Saved data entries:
•••••
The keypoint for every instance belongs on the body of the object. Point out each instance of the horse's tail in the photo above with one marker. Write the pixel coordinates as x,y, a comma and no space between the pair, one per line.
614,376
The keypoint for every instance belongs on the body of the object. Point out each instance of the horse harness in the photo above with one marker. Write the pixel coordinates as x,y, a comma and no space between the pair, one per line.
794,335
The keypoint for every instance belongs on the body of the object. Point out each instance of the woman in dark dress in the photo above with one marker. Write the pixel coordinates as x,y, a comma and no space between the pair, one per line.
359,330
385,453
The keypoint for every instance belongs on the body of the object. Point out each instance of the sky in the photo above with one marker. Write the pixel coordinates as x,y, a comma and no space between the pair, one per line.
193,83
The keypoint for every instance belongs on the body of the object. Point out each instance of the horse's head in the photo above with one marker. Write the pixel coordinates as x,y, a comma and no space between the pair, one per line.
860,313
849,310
•••••
- _Instructions to follow_:
Repeat each entry above exactly as it appears.

- _Output below_:
The keypoint for every instance belongs on the body of the object. Point out each instance of the horse's tail in the photo above with one marker. Write the pixel coordinates as x,y, a comma and no space between the pair, one per line.
614,376
The keypoint for every instance belongs on the body of the object. Point out each instance of the horse harness in the photo above with one marker. Write the pixel coordinates as x,y, a comma and no space between the pair, one per line.
794,335
The keypoint for every instance belongs on the body of the object. Point out each instance of the woman in dark dress in the photo above with one marker. Write the pixel coordinates as x,y, a comma and no space between the pair, one per line.
359,330
385,453
The keypoint for every instance belongs on the body of the object. Point out each instance of the sky in the photo above with one marker. Write the pixel coordinates as x,y, a comma and no space between the pair, one per line.
193,83
The keypoint for every instance belongs on the body of the object. Point out each instance of the horse's head in the photo above with one marker. Write the pixel coordinates as x,y, a comma and no space between the pair, one per line.
860,313
849,310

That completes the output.